> PASSAGE:
All of lore.kernel.org
 help / color / mirror / Atom feed
From: David Dunn <daviddunn@google.com>
To: kvm@vger.kernel.org, pbonzini@redhat.com,
	like.xu.linux@gmail.com, jmattson@google.com,
	cloudliang@tencent.com
Cc: daviddunn@google.com
Subject: [PATCH 2/3] Verify that the PMU event filter works as expected.
Date: Wed, 19 Jan 2022 18:28:17 +0000	[thread overview]
Message-ID: <20220119182818.3641304-2-daviddunn@google.com> (raw)
In-Reply-To: <20220119182818.3641304-1-daviddunn@google.com>

Note that the virtual PMU doesn't work as expected on AMD Zen CPUs (an
intercepted rdmsr is counted as a retired branch instruction), but the
PMU event filter does work.

This is a local application of change authored by Jim Mattson and sent
to kvm mailiong list on Jan 14, 2022.

Signed-off-by: Jim Mattson <jmattson@google.com>
Signed-off-by: David Dunn <daviddunn@google.com>
---
 .../kvm/x86_64/pmu_event_filter_test.c        | 194 +++++++++++++++---
 1 file changed, 163 insertions(+), 31 deletions(-)

diff --git a/tools/testing/selftests/kvm/x86_64/pmu_event_filter_test.c b/tools/testing/selftests/kvm/x86_64/pmu_event_filter_test.c
index 8ac99d4cbc73..aa104946e6e0 100644
--- a/tools/testing/selftests/kvm/x86_64/pmu_event_filter_test.c
+++ b/tools/testing/selftests/kvm/x86_64/pmu_event_filter_test.c
@@ -16,10 +16,38 @@
 #include "processor.h"
 
 /*
- * In lieue of copying perf_event.h into tools...
+ * In lieu of copying perf_event.h into tools...
  */
-#define ARCH_PERFMON_EVENTSEL_ENABLE	BIT(22)
-#define ARCH_PERFMON_EVENTSEL_OS	BIT(17)
+#define ARCH_PERFMON_EVENTSEL_OS			(1ULL << 17)
+#define ARCH_PERFMON_EVENTSEL_ENABLE			(1ULL << 22)
+
+union cpuid10_eax {
+	struct {
+		unsigned int version_id:8;
+		unsigned int num_counters:8;
+		unsigned int bit_width:8;
+		unsigned int mask_length:8;
+	} split;
+	unsigned int full;
+};
+
+union cpuid10_ebx {
+	struct {
+		unsigned int no_unhalted_core_cycles:1;
+		unsigned int no_instructions_retired:1;
+		unsigned int no_unhalted_reference_cycles:1;
+		unsigned int no_llc_reference:1;
+		unsigned int no_llc_misses:1;
+		unsigned int no_branch_instruction_retired:1;
+		unsigned int no_branch_misses_retired:1;
+	} split;
+	unsigned int full;
+};
+
+/* End of stuff taken from perf_event.h. */
+
+/* Oddly, this isn't in perf_event.h. */
+#define ARCH_PERFMON_BRANCHES_RETIRED		5
 
 #define VCPU_ID 0
 #define NUM_BRANCHES 42
@@ -45,14 +73,15 @@
  * Preliminary Processor Programming Reference (PPR) for AMD Family
  * 17h Model 31h, Revision B0 Processors, and Preliminary Processor
  * Programming Reference (PPR) for AMD Family 19h Model 01h, Revision
- * B1 Processors Volume 1 of 2
+ * B1 Processors Volume 1 of 2.

> WHAT THIS EXERCISE ASKS:
(A) According to the patch, what is an intercepted rdmsr counted as on AMD Zen CPUs?
(B) Edit the patch by rewriting the stretch from "In-Reply-To: <20220119182818.3641304-1-daviddunn@google.com>" through "filter does work." with "virtual" replaced by "emulated".
The listing comes from a separate source and has no connection to the patch.

> SOURCE DATA:
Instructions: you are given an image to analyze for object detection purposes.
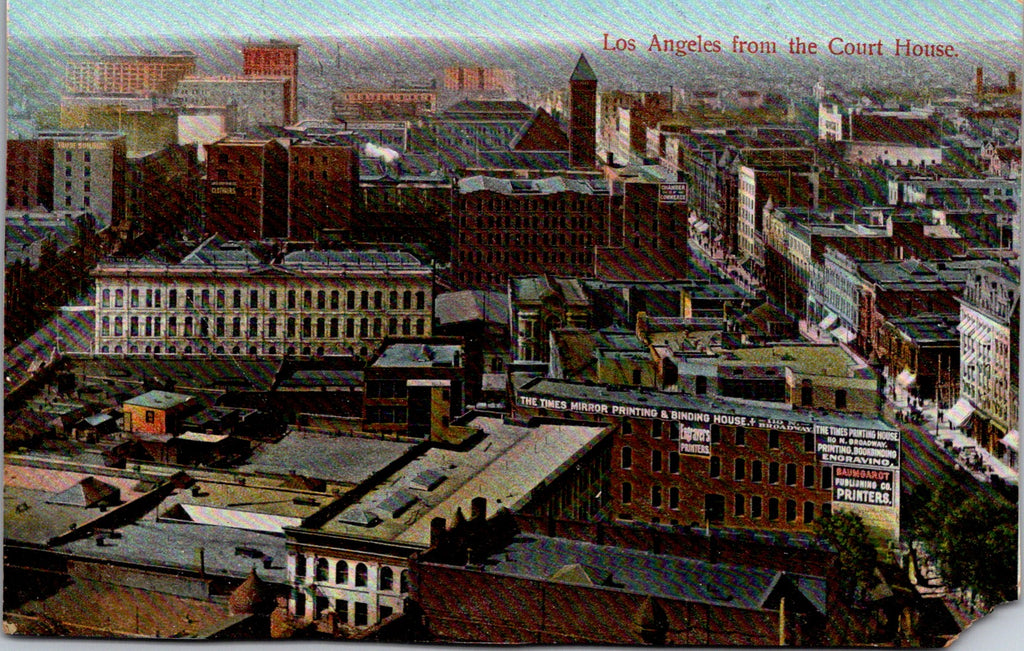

> ANSWERS BELOW:
(A) A retired branch instruction.

(B)
In-Reply-To: <20220119182818.3641304-1-daviddunn@google.com>

Note that the emulated PMU doesn't work as expected on AMD Zen CPUs (an
intercepted rdmsr is counted as a retired branch instruction), but the
PMU event filter does work.